§ SHORT PROBLEM 1:
Return every line of the records below that contains the word "crowd".

-- start of TEXT SECTION --

This version is under construction, please use an official release version

Cilium Cluster Mesh Setup

This guide describes the setup for configuring Cilium Cluster Mesh between 2 KKP user clusters running with Cilium CNI.

Versions

This guide should work for the following versions of KKP and Cilium:

KKP 2.27+
Cilium 1.15+

Prerequisites

Before proceeding, please review that your intended setup meets the Prerequisites for Cilium Cluster Mesh.

Especially, keep in mind that nodes in all clusters must have IP connectivity between each other. The ports that need to be allowed between all nodes of all clusters are:

UDP 8472 (VXLAN)
TCP 4240 (HTTP health checks)

-- end of TEXT SECTION --

§ SHORT PROBLEM 2:
Which port does the Cilium Cluster Mesh guide say must be allowed between nodes for HTTP health checks?

-- start of DATA SECTION --

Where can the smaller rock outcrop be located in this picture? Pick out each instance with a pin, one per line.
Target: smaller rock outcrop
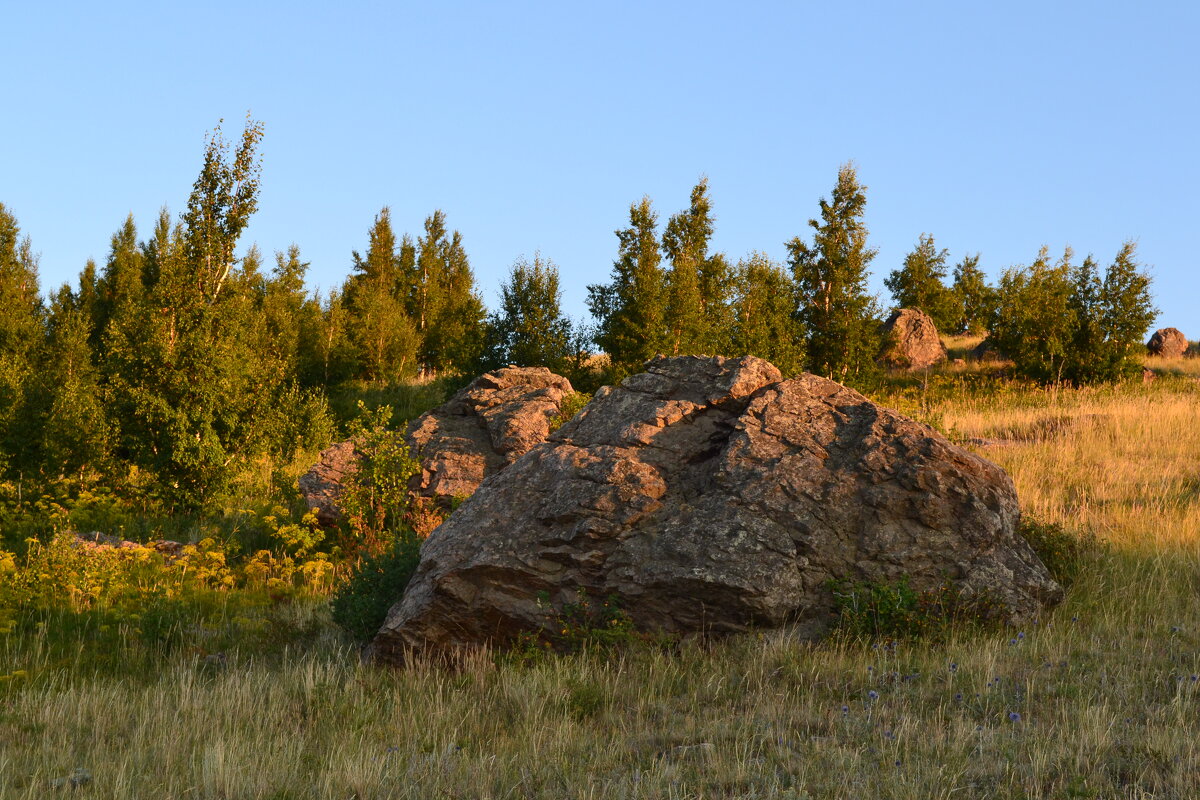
(474, 434)
(323, 485)
(911, 341)
(987, 352)
(95, 540)
(498, 417)
(1168, 343)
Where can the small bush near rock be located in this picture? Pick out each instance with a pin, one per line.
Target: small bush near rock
(571, 405)
(1063, 552)
(361, 603)
(898, 611)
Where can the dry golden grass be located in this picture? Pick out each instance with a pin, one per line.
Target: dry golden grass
(1099, 699)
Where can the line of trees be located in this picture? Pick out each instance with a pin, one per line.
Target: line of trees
(175, 362)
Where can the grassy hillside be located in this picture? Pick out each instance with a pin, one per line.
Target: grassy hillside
(252, 693)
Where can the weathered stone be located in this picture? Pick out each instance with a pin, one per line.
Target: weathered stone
(911, 341)
(484, 428)
(323, 485)
(478, 432)
(709, 495)
(1168, 343)
(95, 540)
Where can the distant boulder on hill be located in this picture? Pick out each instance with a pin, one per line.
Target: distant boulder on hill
(911, 341)
(709, 495)
(985, 352)
(1168, 343)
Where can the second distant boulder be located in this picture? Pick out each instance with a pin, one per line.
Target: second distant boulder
(1168, 343)
(911, 341)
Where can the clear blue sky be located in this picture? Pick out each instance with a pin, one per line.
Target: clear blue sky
(996, 127)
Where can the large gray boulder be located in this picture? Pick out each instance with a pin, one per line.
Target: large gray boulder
(1168, 343)
(478, 432)
(711, 495)
(911, 341)
(484, 428)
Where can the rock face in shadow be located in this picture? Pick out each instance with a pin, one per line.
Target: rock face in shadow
(484, 428)
(1168, 343)
(711, 495)
(911, 341)
(478, 432)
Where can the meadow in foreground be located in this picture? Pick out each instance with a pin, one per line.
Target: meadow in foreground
(259, 696)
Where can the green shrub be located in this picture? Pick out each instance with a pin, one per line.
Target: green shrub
(1063, 552)
(571, 405)
(361, 603)
(898, 611)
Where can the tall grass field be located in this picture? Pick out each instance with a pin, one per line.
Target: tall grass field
(253, 693)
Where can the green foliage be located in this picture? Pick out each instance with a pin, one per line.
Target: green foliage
(385, 340)
(376, 494)
(973, 296)
(571, 405)
(1061, 323)
(1113, 314)
(529, 329)
(630, 310)
(21, 331)
(360, 605)
(1065, 553)
(66, 410)
(839, 316)
(898, 611)
(451, 317)
(921, 284)
(583, 625)
(1033, 323)
(697, 287)
(765, 323)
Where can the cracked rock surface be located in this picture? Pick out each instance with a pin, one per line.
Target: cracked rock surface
(709, 495)
(484, 428)
(478, 432)
(1168, 343)
(911, 341)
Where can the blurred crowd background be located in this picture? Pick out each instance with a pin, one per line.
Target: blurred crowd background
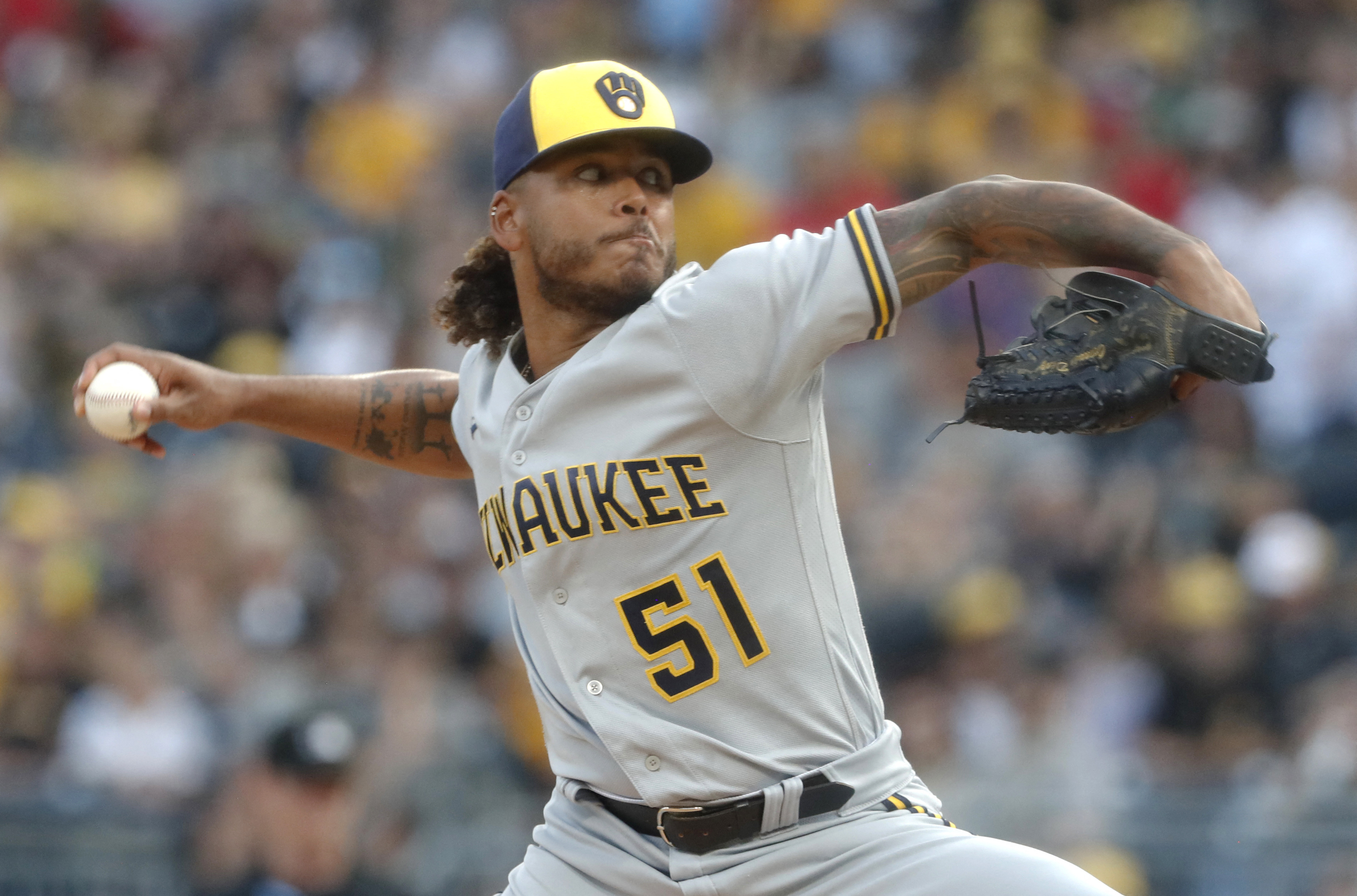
(260, 667)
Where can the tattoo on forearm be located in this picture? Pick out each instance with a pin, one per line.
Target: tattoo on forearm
(376, 442)
(417, 419)
(940, 238)
(410, 435)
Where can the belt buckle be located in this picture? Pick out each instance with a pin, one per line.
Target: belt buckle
(660, 821)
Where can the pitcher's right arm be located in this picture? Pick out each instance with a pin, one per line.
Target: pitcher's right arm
(398, 419)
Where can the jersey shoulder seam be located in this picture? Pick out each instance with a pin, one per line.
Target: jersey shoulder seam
(707, 401)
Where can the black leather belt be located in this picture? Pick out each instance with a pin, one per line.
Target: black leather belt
(702, 830)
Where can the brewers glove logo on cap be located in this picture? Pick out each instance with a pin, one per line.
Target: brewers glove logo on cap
(622, 93)
(560, 106)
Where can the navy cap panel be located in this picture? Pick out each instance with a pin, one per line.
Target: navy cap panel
(689, 158)
(516, 144)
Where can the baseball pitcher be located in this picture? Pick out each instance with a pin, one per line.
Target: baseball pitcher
(649, 455)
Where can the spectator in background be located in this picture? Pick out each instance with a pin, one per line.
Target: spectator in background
(292, 814)
(132, 732)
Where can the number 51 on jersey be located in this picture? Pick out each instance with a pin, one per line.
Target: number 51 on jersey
(702, 664)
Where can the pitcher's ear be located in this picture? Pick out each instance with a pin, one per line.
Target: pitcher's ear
(505, 224)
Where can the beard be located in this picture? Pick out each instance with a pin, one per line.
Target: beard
(560, 280)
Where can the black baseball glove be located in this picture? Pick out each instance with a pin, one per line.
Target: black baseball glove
(1104, 359)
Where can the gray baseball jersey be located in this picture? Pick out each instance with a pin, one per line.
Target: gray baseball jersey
(660, 509)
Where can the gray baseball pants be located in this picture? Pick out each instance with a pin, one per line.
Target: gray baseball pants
(584, 850)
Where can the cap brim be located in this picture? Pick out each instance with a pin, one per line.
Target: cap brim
(689, 158)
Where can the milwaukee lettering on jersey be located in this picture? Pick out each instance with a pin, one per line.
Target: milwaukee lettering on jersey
(581, 502)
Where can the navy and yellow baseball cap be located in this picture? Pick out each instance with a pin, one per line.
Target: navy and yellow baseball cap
(561, 105)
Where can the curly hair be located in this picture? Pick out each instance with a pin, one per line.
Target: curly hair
(481, 300)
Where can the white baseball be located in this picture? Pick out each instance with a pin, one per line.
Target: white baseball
(110, 397)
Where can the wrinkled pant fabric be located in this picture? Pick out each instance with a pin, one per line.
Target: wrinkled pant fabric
(583, 850)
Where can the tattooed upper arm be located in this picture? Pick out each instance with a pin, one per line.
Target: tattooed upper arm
(934, 241)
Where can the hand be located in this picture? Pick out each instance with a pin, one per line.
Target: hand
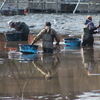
(98, 26)
(32, 43)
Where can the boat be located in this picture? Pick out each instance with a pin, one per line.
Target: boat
(72, 41)
(28, 49)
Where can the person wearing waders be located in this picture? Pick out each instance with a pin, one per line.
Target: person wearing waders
(47, 35)
(20, 27)
(88, 31)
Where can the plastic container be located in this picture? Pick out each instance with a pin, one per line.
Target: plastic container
(13, 36)
(25, 48)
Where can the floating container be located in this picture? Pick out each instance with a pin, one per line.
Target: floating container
(28, 56)
(72, 41)
(13, 36)
(25, 48)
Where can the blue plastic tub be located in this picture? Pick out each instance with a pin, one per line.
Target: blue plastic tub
(72, 41)
(25, 48)
(13, 36)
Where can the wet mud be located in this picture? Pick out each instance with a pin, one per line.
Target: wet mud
(73, 73)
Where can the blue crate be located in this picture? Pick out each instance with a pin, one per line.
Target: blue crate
(25, 48)
(13, 36)
(72, 41)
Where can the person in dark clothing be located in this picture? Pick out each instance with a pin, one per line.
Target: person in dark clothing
(47, 35)
(21, 28)
(88, 31)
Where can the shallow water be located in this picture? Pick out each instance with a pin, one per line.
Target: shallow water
(71, 74)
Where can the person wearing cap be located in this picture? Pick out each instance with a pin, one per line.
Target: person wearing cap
(47, 35)
(21, 28)
(88, 31)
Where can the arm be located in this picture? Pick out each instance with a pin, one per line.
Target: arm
(39, 36)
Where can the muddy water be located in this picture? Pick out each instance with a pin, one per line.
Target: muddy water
(71, 74)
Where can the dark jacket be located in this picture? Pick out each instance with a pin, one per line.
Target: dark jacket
(23, 28)
(88, 30)
(47, 38)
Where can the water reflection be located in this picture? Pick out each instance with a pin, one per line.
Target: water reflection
(47, 65)
(88, 59)
(72, 74)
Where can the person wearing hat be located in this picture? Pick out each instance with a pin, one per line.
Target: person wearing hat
(88, 31)
(21, 28)
(47, 35)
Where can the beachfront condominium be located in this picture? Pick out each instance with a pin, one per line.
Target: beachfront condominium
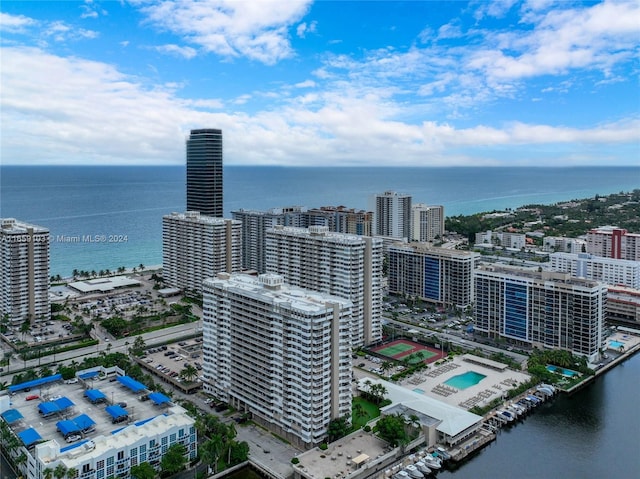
(24, 271)
(204, 172)
(612, 242)
(197, 247)
(611, 271)
(541, 309)
(391, 214)
(340, 219)
(348, 266)
(428, 222)
(255, 224)
(437, 275)
(279, 352)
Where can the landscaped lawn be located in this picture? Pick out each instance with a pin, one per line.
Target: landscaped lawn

-- end of DATA SECTION --

§ TASK RESULT 1:
Where can the blurred crowd background be located in this picture? Pick out each instance with a pin, one per line.
Target: blurred crowd background

§ TASK RESULT 2:
TCP 4240.